→ **EXTRACTED INFORMATION**
_ _ _ _

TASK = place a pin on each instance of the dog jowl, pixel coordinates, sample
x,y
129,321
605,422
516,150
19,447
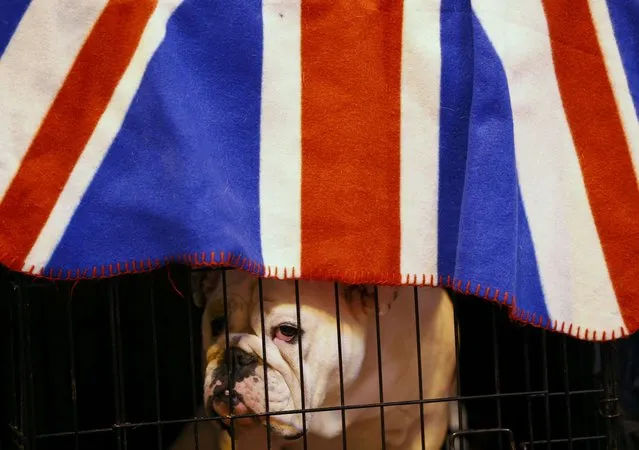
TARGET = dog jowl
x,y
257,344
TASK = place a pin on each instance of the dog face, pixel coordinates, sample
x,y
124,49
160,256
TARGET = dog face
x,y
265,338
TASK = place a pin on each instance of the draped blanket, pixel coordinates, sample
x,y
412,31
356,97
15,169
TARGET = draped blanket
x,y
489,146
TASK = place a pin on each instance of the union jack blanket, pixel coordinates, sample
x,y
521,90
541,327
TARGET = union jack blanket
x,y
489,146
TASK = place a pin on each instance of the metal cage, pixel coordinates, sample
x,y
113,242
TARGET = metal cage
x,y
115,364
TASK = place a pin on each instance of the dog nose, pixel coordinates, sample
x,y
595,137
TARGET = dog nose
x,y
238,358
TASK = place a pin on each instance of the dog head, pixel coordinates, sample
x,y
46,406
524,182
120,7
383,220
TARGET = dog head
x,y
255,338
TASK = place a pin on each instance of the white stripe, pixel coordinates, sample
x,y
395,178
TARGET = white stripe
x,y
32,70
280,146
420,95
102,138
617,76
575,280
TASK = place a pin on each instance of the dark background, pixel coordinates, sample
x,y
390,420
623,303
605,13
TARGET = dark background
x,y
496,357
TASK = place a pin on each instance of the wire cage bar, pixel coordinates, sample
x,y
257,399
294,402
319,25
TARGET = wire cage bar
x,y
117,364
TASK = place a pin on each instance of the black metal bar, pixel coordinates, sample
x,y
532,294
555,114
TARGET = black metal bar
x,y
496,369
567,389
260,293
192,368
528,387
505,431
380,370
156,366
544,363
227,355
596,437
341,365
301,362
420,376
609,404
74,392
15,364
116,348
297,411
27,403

_ _ _ _

Reproduce the data word for word, from the line containing "nose, pixel coordinates, sample" through the final line of the data, including both of those lines.

→ **EXERCISE RESPONSE**
TASK = place a pin on each instance of the dog nose, pixel coordinates, sample
x,y
595,137
TARGET = dog nose
x,y
238,358
TASK = place a pin on each instance of the dog head, pixel coordinates, sample
x,y
46,406
524,182
120,7
383,220
TARGET = dog head
x,y
255,338
TASK = place a pin on each instance of the white stripe, pixel coordinates, sample
x,y
395,178
TARGET = white stripe
x,y
32,70
280,146
420,95
102,138
617,76
575,280
TASK = place a pin on each instance of the dark background, pixel coordinates, sample
x,y
390,420
623,303
605,13
TARGET = dark background
x,y
496,357
TASK = place a pin on each instance of the wire cage bar, pixel coordinates, sample
x,y
257,399
294,402
319,25
TARGET = wire cage bar
x,y
117,364
TASK = place a pin on each instance of the black metal bar, pixel coordinates, sample
x,y
532,294
555,114
TARGET = black metal bar
x,y
496,369
567,389
260,293
192,368
528,387
505,431
380,370
156,366
544,363
227,355
596,437
341,365
301,362
420,376
609,404
74,392
15,364
116,348
297,411
27,403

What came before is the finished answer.